_WHAT THIS TASK INVOLVES_
Copy out every line below that contains the string "never". Case counts.

_RECORD EXCERPTS_
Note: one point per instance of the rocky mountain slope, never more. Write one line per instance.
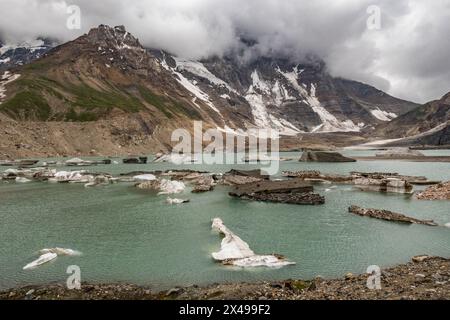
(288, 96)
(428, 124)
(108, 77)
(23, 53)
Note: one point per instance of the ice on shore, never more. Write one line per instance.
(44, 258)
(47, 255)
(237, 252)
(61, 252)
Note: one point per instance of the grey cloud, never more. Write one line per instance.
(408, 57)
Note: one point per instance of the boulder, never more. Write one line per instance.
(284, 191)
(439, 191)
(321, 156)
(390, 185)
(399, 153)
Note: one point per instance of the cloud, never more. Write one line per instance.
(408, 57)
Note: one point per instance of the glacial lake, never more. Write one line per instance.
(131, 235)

---

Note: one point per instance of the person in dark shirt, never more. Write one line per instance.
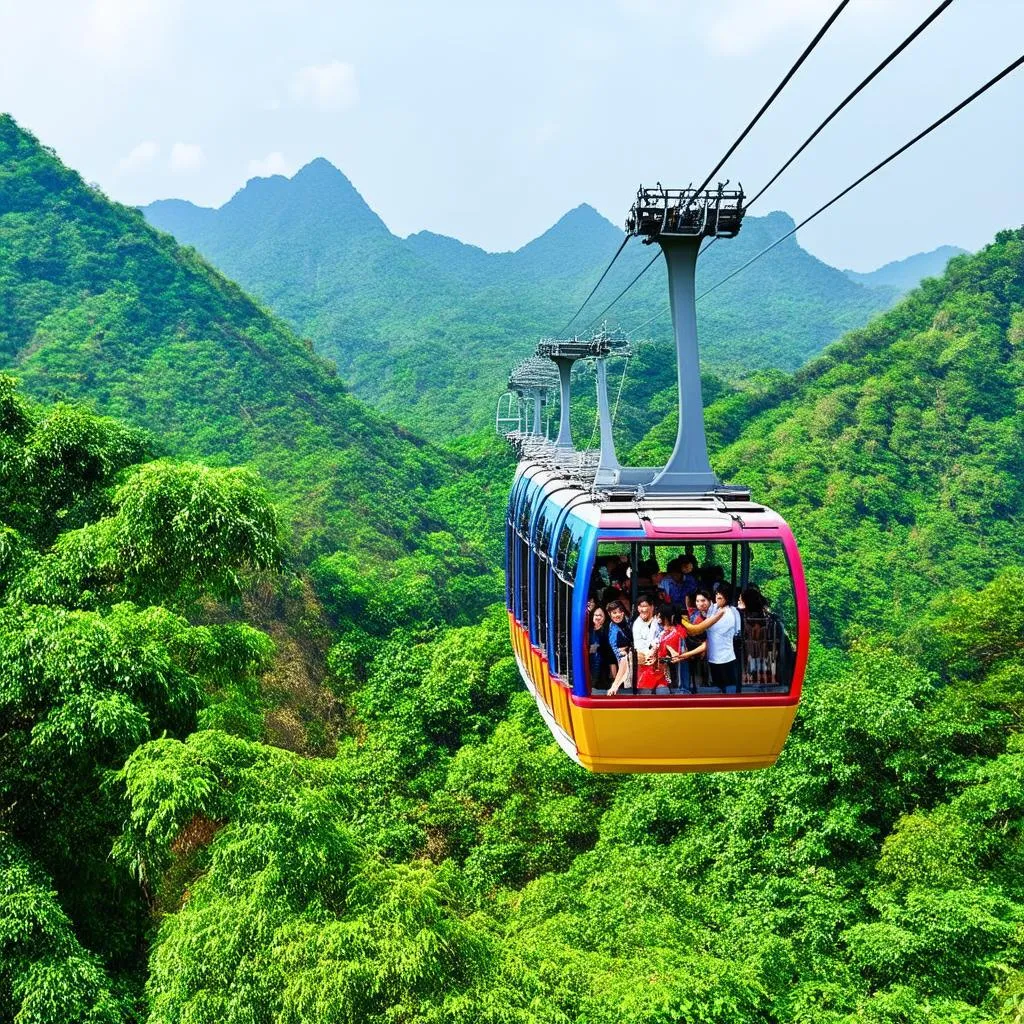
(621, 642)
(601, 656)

_SOLVED EXERCISE_
Note: one point per instance of the rocky mountain slope, never more. Write one line per instance.
Note: one point per instance of the ice on shore, never more. Write one line per instance.
Note: one point per instance of the grey cloud, never more. Write one line per instance.
Note: one point per instance of the boulder, never more. Write one line per instance.
Note: one point per instance of the cloud, never more. Write one line per instance.
Note: one point per instance of the glacial lake, never more. Write one line per instance.
Note: one point per instance of the person in dark shirt, never more. Write one line per instance.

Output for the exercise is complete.